» Excerpted passage:
-------------------------

Editor’s note: This article is part of a larger report, Healthcare’s $1 Trillion Challenge, which provides a roadmap for creating a more affordable and sustainable healthcare system. In this article, we look forward to see what’s possible by 2035 if the industry works collaboratively to cut $1 trillion in spending. Discover more chapters on lowering clinical labor costs and curbing the impact of growing drug costs.
Viewed in totality, this report lays out a path for a more sustainable healthcare system that delivers on outcomes, access, and affordability for everyone. Each of the dimensions we analyzed will require years-long process changes across many organizations. Some will require structural or regulatory moves to unlock the full opportunity. But many of these processes are already underway in pockets, illustrating the potential for change and the savings opportunities at the industry’s disposal.

-------------------------

» Provided data:
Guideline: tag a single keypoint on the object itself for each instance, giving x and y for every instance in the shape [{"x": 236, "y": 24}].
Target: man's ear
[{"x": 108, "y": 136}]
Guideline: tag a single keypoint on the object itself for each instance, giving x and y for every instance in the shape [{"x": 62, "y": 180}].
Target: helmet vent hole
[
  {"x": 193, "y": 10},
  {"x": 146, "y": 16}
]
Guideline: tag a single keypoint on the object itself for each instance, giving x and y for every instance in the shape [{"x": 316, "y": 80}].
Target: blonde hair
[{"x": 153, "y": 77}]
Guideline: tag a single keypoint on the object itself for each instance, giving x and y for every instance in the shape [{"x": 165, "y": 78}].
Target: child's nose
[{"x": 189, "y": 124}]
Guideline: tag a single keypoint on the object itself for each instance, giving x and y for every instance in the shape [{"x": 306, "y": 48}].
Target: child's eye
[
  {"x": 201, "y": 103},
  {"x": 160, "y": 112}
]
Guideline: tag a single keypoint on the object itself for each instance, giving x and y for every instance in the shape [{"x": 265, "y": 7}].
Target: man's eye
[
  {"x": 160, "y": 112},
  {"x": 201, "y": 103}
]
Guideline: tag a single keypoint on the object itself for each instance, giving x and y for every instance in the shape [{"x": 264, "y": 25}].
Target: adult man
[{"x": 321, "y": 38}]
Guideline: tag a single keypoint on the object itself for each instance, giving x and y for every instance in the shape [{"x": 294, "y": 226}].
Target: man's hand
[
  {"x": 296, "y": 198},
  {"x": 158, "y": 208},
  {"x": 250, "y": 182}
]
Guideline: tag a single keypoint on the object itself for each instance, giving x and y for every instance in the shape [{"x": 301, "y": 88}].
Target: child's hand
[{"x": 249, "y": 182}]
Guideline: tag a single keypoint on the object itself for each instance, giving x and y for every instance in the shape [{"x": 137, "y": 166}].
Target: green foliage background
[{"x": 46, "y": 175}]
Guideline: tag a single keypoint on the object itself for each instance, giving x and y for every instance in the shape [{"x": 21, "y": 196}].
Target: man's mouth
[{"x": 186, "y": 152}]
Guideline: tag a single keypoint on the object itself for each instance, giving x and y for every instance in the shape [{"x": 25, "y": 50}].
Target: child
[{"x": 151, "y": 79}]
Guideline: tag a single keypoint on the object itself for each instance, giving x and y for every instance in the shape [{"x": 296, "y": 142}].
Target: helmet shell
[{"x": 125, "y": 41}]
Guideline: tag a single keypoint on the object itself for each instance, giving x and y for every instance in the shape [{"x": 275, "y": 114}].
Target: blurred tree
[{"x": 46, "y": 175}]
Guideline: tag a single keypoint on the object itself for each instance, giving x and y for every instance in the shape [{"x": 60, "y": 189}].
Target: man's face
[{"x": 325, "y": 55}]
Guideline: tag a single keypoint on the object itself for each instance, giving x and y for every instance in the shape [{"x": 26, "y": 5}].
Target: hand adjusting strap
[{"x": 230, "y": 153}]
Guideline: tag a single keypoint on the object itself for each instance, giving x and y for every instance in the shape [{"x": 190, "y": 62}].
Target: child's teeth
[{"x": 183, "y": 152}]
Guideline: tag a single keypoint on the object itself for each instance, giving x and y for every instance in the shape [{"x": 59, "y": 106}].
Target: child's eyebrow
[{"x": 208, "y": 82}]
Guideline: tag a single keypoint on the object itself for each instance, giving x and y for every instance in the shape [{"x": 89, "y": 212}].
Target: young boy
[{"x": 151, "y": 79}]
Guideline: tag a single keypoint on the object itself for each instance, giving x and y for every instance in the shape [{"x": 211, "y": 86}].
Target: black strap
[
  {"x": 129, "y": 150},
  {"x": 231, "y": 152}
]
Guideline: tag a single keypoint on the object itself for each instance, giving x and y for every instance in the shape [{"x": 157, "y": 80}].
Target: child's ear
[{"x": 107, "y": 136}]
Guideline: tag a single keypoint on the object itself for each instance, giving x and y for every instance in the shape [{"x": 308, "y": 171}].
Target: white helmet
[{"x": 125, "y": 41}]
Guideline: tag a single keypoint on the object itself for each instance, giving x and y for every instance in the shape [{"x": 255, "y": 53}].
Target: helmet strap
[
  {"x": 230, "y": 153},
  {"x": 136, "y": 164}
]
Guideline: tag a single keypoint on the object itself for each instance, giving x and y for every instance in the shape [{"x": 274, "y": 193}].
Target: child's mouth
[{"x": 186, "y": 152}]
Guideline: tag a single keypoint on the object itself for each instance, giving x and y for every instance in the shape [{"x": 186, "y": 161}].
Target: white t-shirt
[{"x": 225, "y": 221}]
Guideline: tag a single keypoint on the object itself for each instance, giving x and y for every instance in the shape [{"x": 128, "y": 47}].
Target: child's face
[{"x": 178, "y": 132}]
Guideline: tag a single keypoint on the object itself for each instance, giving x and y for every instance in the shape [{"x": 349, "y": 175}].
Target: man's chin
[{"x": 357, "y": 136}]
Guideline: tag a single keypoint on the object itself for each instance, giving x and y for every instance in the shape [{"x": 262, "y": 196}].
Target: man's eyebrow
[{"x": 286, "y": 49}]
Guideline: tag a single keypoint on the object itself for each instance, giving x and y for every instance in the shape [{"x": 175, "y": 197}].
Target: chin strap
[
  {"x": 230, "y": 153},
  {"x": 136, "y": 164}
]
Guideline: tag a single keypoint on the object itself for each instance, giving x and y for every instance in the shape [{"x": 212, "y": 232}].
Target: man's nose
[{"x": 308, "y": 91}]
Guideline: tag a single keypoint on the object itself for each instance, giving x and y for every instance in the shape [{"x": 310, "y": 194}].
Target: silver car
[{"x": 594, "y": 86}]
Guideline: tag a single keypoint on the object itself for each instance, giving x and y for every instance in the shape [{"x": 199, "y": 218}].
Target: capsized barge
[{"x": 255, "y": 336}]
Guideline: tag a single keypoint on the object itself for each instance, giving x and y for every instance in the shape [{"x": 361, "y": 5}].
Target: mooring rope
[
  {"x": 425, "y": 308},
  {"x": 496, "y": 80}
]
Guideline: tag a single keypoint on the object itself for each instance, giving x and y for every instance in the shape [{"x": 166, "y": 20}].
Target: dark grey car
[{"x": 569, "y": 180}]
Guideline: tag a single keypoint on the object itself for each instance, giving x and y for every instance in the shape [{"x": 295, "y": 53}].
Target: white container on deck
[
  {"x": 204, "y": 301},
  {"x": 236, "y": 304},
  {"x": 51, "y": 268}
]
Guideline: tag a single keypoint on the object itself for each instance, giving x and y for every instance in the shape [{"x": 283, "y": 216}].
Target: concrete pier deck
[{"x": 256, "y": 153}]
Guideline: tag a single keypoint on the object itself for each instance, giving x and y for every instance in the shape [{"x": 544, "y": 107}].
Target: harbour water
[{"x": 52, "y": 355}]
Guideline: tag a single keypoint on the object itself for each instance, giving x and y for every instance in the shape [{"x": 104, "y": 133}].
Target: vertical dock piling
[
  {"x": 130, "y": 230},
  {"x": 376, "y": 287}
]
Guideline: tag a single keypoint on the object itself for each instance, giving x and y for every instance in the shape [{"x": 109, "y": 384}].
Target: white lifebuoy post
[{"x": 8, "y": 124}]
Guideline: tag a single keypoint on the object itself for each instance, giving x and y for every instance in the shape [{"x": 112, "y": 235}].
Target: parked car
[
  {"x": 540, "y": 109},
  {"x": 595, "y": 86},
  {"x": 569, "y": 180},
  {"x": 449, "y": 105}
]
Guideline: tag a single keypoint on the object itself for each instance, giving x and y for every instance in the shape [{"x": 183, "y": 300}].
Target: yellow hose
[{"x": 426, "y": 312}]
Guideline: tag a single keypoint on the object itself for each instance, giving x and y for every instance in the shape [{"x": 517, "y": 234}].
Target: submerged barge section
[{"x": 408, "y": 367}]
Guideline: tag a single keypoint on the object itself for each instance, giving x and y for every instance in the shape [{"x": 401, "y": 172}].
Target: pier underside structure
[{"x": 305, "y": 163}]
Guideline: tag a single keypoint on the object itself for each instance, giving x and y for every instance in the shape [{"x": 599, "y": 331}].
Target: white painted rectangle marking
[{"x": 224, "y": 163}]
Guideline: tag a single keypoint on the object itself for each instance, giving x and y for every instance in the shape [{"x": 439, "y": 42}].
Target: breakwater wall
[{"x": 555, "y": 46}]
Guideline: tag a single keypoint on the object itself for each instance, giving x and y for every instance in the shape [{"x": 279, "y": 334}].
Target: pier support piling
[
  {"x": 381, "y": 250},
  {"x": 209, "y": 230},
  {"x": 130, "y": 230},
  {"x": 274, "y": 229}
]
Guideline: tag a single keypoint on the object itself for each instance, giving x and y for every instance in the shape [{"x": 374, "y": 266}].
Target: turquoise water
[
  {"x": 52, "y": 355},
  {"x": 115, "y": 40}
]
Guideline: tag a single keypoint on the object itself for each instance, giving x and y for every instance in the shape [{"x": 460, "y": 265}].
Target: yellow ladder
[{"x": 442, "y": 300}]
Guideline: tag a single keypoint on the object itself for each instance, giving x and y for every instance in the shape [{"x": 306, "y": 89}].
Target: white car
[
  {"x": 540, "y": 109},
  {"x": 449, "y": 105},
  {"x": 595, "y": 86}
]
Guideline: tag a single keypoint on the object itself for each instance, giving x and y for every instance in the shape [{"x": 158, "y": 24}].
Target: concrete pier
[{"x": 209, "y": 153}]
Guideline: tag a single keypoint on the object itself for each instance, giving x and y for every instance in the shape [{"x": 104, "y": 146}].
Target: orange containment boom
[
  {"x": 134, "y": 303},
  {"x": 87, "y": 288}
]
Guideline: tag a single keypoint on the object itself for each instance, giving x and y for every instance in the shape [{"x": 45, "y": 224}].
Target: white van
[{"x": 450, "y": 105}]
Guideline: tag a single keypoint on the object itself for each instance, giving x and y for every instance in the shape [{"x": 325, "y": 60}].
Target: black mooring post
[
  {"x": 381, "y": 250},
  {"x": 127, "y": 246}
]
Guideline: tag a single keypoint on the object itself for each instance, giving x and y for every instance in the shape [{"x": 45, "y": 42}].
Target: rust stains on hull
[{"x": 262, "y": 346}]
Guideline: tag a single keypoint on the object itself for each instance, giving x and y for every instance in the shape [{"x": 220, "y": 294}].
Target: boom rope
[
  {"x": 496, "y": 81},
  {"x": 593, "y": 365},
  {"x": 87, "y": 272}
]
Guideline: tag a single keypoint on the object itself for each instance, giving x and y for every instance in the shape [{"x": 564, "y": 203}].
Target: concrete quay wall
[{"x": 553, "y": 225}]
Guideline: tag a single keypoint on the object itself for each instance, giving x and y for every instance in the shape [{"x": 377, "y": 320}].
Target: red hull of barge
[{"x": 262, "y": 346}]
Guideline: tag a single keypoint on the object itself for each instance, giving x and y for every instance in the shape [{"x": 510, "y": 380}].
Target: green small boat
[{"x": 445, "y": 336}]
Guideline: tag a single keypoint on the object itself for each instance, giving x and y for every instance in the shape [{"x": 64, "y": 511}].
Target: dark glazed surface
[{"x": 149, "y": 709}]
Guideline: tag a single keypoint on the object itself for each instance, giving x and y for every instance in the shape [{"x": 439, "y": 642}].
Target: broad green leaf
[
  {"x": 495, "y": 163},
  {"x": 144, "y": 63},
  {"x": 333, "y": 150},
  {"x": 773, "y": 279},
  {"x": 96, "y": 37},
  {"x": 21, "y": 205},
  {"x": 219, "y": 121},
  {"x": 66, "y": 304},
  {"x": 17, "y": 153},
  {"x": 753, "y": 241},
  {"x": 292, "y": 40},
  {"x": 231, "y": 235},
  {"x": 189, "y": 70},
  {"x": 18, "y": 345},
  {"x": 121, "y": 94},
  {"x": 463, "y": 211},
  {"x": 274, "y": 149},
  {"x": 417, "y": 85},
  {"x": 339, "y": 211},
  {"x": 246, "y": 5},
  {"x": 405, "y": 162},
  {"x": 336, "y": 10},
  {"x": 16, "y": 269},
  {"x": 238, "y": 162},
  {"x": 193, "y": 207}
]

-------------------------

» Required tasks:
**1.** In the healthcare passage, how much spending does the industry aim to cut by 2035?
**2.** Say whether each statement agrees with the healthcare passage, and quote the deciding words: (a) Each analyzed dimension will require years-long process changes. (b) None of the processes have started yet. (c) Some dimensions will require structural or regulatory moves.
Nothing in the entries is needed here.

» Answers for the exercise:
**1.** $1 trillion.

**2.**
(a) Yes: "Each of the dimensions we analyzed will require years-long process changes across many organizations."
(b) No: "But many of these processes are already underway in pockets"
(c) Yes: "Some will require structural or regulatory moves to unlock the full opportunity."